WHAT IS REQUIRED: Filter the listing below for "mast" and report every line that has it.
══════════
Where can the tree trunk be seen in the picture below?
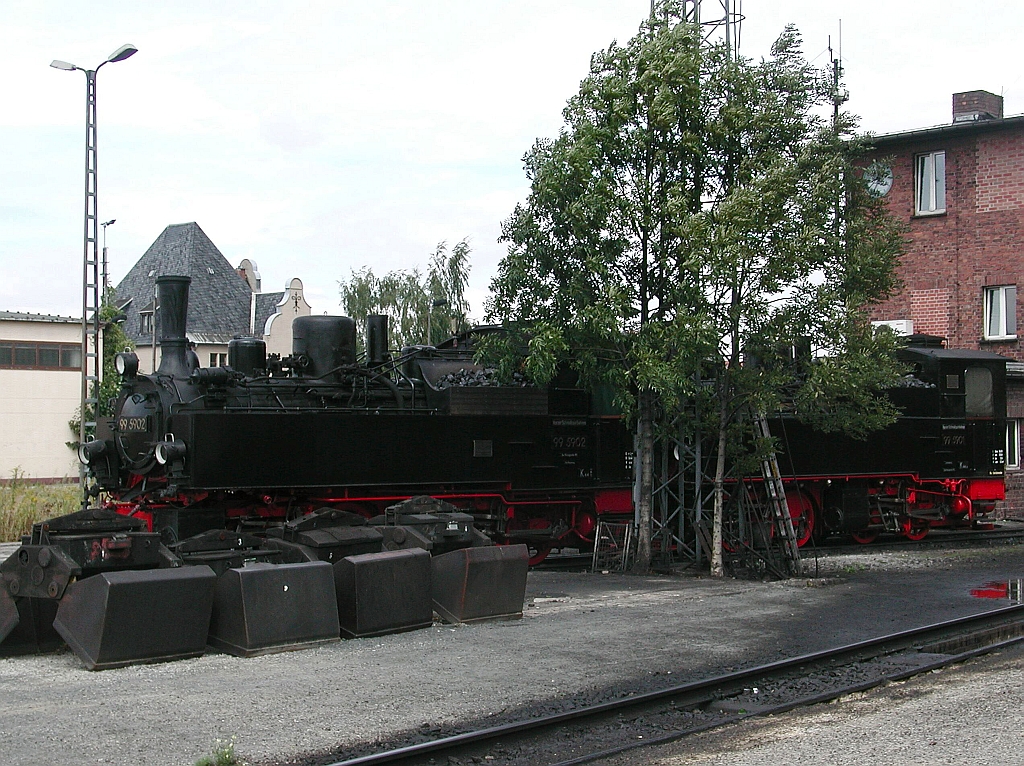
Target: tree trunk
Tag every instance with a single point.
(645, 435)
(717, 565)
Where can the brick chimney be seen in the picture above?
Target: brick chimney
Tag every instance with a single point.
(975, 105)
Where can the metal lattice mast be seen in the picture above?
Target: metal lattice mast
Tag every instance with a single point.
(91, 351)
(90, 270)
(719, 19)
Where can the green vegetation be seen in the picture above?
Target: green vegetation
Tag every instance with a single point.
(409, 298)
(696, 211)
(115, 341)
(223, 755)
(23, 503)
══════════
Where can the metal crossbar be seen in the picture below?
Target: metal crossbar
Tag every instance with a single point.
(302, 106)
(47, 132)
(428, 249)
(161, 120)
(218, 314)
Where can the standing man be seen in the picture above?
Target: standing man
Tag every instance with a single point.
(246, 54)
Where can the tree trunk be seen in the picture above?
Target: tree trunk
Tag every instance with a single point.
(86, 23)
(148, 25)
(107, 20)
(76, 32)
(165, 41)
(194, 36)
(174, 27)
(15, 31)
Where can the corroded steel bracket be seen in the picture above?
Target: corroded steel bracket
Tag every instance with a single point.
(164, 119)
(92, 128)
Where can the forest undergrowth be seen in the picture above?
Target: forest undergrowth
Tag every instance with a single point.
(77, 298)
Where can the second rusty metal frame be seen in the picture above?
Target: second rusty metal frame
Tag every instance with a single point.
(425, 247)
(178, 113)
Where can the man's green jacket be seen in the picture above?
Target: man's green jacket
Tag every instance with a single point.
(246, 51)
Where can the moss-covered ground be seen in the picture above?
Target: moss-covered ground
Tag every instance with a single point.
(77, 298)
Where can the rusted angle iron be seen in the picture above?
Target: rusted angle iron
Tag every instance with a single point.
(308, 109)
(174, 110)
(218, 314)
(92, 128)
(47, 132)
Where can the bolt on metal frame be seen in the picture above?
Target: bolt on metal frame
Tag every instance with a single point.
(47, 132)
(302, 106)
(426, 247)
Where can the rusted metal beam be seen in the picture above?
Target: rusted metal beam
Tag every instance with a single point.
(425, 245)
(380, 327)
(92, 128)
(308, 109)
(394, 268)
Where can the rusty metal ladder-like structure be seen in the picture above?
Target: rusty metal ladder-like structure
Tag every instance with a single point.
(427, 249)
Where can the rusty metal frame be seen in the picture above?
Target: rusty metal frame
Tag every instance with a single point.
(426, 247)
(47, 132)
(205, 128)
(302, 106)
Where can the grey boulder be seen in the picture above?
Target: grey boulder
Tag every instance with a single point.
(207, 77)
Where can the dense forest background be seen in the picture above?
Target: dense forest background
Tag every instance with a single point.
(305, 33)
══════════
THE COMPLETED TASK:
Where can the metal lattice mast be seen in the picture above?
Target: metal lattice mast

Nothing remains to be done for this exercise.